# Work instructions
Rewrite the stretch of records from the line containing "Could you point at the metal" through the end of the records, requests included. Shift each answer coordinate up by 39, and leave the sample coordinates in the requests unchanged.

# Extracted data
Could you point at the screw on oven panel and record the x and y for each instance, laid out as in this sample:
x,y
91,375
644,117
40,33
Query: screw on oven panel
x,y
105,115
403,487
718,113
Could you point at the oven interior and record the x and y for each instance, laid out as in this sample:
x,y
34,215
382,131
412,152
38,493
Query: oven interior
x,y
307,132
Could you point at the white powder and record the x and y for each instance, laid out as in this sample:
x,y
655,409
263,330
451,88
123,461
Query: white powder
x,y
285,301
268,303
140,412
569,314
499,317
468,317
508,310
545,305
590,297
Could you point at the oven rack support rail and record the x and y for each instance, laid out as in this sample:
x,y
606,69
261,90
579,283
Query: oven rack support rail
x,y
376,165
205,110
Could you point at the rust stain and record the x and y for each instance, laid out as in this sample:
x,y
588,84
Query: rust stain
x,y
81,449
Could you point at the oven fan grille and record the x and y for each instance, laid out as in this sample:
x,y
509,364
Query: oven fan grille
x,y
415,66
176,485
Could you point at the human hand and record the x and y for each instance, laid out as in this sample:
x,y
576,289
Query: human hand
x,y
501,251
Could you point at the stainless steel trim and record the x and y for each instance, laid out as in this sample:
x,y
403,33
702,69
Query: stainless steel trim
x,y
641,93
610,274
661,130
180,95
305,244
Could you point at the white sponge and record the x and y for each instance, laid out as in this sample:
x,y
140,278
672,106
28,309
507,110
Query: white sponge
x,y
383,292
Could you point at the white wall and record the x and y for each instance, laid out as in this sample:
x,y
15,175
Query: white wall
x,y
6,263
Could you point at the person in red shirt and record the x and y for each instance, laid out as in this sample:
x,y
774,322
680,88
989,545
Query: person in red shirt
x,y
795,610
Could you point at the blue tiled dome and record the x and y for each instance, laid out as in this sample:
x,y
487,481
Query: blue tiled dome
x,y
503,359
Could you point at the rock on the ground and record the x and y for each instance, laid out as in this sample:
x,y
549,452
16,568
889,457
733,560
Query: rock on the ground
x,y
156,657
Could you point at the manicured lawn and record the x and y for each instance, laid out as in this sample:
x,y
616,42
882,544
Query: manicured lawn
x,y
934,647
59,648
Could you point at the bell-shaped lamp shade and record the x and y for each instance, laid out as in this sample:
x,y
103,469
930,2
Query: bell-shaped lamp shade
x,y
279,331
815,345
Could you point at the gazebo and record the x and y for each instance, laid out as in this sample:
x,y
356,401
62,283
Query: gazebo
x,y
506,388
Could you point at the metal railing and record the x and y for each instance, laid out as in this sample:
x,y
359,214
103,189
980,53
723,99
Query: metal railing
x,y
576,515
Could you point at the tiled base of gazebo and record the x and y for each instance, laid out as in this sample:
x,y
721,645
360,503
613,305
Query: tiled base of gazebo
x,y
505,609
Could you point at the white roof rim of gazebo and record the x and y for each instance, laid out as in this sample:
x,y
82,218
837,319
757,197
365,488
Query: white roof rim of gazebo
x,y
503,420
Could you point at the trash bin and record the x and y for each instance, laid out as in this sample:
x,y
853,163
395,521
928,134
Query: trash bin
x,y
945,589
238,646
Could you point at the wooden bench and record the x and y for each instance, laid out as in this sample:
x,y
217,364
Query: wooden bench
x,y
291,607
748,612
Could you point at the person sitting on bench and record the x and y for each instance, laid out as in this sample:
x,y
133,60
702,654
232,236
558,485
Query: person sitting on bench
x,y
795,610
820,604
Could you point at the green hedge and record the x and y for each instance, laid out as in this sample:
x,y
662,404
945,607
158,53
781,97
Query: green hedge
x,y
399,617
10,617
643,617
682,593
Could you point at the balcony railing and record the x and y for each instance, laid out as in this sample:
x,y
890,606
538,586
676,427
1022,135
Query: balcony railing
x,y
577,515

# Complete response
Could you point at the metal railing and record the x and y for each instance, laid out as in this sample:
x,y
359,214
103,189
980,53
723,99
Query: metal railing
x,y
615,554
Could you point at the tiled base of gazebo and record the x and y for each instance, laid out as in this sample:
x,y
721,645
360,503
613,305
Query: tiled base of gazebo
x,y
544,648
Could you point at the white roof rim of gazebo and record the x and y for each instance, laid out as in this sample:
x,y
82,218
837,319
757,197
365,488
Query: white roof rim of gazebo
x,y
542,459
Could you point at the trash bin and record the x and y for each instance, laid out as in this sample:
x,y
853,163
395,521
928,134
Query: trash bin
x,y
984,628
277,685
Could you point at the wooden bench and record the x and y for each instance, laid out as in this sample:
x,y
217,364
Query: wooden bench
x,y
330,646
787,651
Could you point at the person sitting on bench and record the x and y for each instance, laid out as in this sample:
x,y
133,60
702,654
232,236
558,485
Query: person sitting on bench
x,y
834,649
859,643
Could you point at the green hedge and record the x and y for each instance, laid out as in this sample:
x,y
662,404
945,607
158,53
781,97
Query: green hedge
x,y
438,656
49,656
682,656
721,632
Could you point at the balcony railing and record the x and y for each instance, laid out as in this sample:
x,y
890,606
538,586
676,427
1022,135
Query: balcony railing
x,y
616,554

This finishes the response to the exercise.